■ Kutipan Terpilih:

Lihat ke Halaman Asli

syarifuddin abdullah

TERVERIFIKASI

Penikmat Seni dan Perjalanan

Risalah tentang Idul Fitri

Diperbarui: 31 Maret 2024   20:18

Kompasiana adalah platform blog. Konten ini menjadi tanggung jawab bloger dan tidak mewakili pandangan redaksi Kompas.

Dokumen pribadi

Ada sebuah satire yang kalimatnya begini: "Nggak puasa kok ikut-ikutan merayakan Idul Fitri!".

Satire ini tentu saja bukan dimaksudkan untuk melarang seorang Muslim yang tidak berpuasa atau puasanya bolong-bolong di bulan Ramadhan untuk ikut merayakan Idul Fitri. Tapi lebih bersifat sindiran etis sekaligus sebagai ilustrasi yang menegaskan kesyahduan perayaan Idul Fitri.

Sebab, sensasi spiritual Idul Fitri hanya mungkin dirasakan-diresapi secara maksimal oleh orang yang telah berpuasa sebulan penuh Ramadhan. Bobot sensasinya kira-kira setara dengan sensasi kenikmatan-kebahagiaan orang berpuasa menjelang akan berbuka puasa.

■ Data yang Disediakan:
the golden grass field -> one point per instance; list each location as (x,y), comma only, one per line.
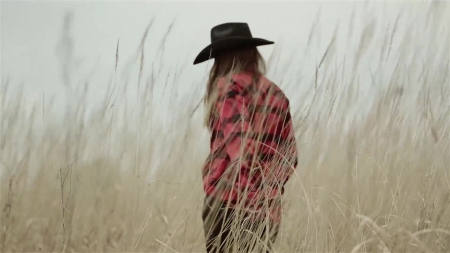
(378,182)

■ Tindakan yang Diperlukan:
1. Ringkas paragraf yang diawali "Satire ini tentu saja" dalam risalah tentang Idul Fitri menjadi sebuah daftar, tanpa menghilangkan fakta utamanya.
2. Tentukan apakah pernyataan (a), (b), dan (c) sesuai dengan risalah tentang Idul Fitri. Jawab ya atau tidak, lalu kutip kata-kata dari risalah yang menjadi penentunya.
(a) Satire itu dimaksudkan untuk melarang Muslim yang tidak berpuasa ikut merayakan Idul Fitri.
(b) Sensasi spiritual Idul Fitri paling maksimal dirasakan oleh orang yang telah berpuasa sebulan penuh Ramadhan.
(c) Bobot sensasi Idul Fitri disamakan dengan kebahagiaan orang yang baru selesai menunaikan salat Id.
3. Teruskan risalah tentang Idul Fitri dengan menulis lanjutannya, dimulai tepat setelah kalimat terakhir yang tercantum.
Materi tersebut merupakan bahan tersendiri yang terpisah dari risalah tentang Idul Fitri.

■ Jawaban Setiap Tugas:
1.
- Satire tersebut tidak bertujuan melarang Muslim yang tidak berpuasa atau yang puasanya bolong-bolong di bulan Ramadhan ikut merayakan Idul Fitri.
- Satire itu lebih bersifat sindiran etis.
- Satire itu juga menjadi ilustrasi yang menegaskan kesyahduan perayaan Idul Fitri.

2.
(a) Tidak: "bukan dimaksudkan untuk melarang seorang Muslim yang tidak berpuasa atau puasanya bolong-bolong di bulan Ramadhan untuk ikut merayakan Idul Fitri"
(b) Ya: "hanya mungkin dirasakan-diresapi secara maksimal oleh orang yang telah berpuasa sebulan penuh Ramadhan"
(c) Tidak: "kira-kira setara dengan sensasi kenikmatan-kebahagiaan orang berpuasa menjelang akan berbuka puasa"

3.
Yang pasti, Idul Fitri memiliki banyak keunikan yang menciptakan daya pikat yang sulit dihindari, baik secara tradisi-kultural maupun hukum-hukum keagamaan.

Pada hari Idul Fitri, nilai-nilai keagamaan melebur dengan sentuhan kultural (perayaan), yang akhirnya menciptakan senyawa antara kebeningan spiritual dan kenyamanan fisik; semua mengkristal dan menjelma menjadi wujud tunggal. Dari situlah kemudian tercipta daya pikatnya, yang sedemikian menariknya, sehingga semua orang hanya bisa dan terpaksa mengikuti alunan ritmenya. Bahkan musuh paling bebuyutan sekalipun takkan pernah berpikir untuk sekedar coba-coba membendungnya.

Risalah ini akan mengulas beberapa hal-hal yang layak sekedar diketahui, atau perlu dan bahkan wajib diketahui, agar dapat merayakan Idul Fitri secara maksimal.

*-*-*

Idul Fitri sebagai hari raya

Dalam bahasa Arab, kata id (ain-ya'-dal) bermakna hari raya, yang umumnya dirayakan setiap tahun. Arti dasarnya adalah kembali atau berulang. Karena itu, hari kelahiran disebut idul-milad; hari kemerdekaan disebut idul-wathani atau idul-qaumi.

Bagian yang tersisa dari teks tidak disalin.